> **TEXT SHOWN**:
== == ==
Things To Do in the Delaware Valley with Kids: The Best Hiking, Biking, and Picnic Spots

Make your own music on rocks at Ringing Rocks Park. Photo by Rose Gordon Sala
Make your own music on rocks at Ringing Rocks Park. Photo by Rose Gordon Sala
4/19/24 - By Brianna Angelucci

With summer just around the corner, there is nothing I look forward to more than those long hours of sunshine, taking the kids outside, walking to our local farmer's market and just enjoying the outdoors without the rain and pollen that have kept us housebound for the past few weeks. Hiking, biking and picnicking are great activities for children of any age and can provide years of fun family memories. Here are some of our favorite spots in the Delaware Valley, otherwise known as the Greater Philadelphia area.


Picnic Places

If you're looking for a quick excursion outside to fit into the rest of your busy weekend of soccer practice, family parties, and playdates, a picnic is ideal. With a little planning, this can be an easy and quick adventure that won't kill an entire day of your weekend.
== == ==
> **DATASET ROWS**:
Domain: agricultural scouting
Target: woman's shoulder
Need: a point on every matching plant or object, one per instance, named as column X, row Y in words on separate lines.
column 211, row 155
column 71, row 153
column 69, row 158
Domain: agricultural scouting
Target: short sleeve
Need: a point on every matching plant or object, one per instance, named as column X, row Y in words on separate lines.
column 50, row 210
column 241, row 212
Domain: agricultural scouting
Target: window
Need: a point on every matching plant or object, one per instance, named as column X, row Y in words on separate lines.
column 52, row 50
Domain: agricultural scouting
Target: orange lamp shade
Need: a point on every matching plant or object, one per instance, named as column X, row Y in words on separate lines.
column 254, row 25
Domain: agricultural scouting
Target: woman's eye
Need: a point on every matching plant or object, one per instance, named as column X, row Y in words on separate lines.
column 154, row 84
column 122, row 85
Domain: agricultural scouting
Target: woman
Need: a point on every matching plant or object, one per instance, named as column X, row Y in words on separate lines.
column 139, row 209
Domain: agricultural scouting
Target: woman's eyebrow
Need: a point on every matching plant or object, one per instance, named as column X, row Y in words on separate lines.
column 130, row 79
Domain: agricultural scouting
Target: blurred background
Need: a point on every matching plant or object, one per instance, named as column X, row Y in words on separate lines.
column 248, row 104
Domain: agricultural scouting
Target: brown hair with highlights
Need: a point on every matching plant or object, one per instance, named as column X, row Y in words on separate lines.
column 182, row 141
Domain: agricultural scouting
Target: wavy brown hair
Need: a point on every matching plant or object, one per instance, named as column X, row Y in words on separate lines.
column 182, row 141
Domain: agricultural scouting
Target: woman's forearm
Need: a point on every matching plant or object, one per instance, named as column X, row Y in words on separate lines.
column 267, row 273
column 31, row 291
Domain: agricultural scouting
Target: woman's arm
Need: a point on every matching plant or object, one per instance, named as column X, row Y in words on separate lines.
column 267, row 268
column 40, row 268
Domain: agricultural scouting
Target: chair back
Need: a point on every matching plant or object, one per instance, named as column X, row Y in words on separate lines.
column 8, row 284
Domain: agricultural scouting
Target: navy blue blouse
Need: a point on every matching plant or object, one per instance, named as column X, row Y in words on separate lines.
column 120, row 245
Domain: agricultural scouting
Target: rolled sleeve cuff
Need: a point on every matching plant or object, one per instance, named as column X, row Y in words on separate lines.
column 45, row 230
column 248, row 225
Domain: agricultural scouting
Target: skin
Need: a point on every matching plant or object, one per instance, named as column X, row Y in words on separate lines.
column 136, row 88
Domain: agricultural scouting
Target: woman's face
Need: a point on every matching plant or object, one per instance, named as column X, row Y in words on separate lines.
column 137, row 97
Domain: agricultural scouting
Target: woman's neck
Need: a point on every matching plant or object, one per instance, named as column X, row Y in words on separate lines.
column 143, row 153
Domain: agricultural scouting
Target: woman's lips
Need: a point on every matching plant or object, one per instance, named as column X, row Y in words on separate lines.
== == ==
> **WHAT YOU WILL DO**: Continue the article on kid-friendly hiking, biking, and picnic spots in the Delaware Valley, starting right after its last sentence.

> **EXERCISE ANSWER**:
Lower Perkiomen Valley Park — Oaks

A favorite spot for picnics is Lower Perkiomen Valley Park, adjacent to the Perkiomen Trail, which runs through Valley Forge and along the Perkiomen Creek. This park is great, because it appeals to children of all ages. There is a huge parking lot at the entrance off of Egypt Road so, regardless of how crowded the trails are that day, you are guaranteed a spot. Additionally, there are countless shaded picnic tables and grills. Since the park overlooks Perkiomen Creek, you can also take the kids fishing, and the small paths connecting the picnic sites to the main trail are perfect for the very youngest of children who want to bring their tricycles and circle around while lunch is being set out. They can also enjoy the on-site playground. If you have older children, bring your bikes and extend your visit! The park is open daily from 8am to sunset, and leashed dogs are welcome.

Ringing Rocks Park — Upper Black Eddy

If you have a little more time in your day, try a visit to Ringing Rocks Park in Bucks County. Not only is this a great picnic spot, but after you eat, take the kids for a hike and visit the famous rocks that sound like bells when struck. Don't forget to bring hammers with you to hear this beautiful phenomenon!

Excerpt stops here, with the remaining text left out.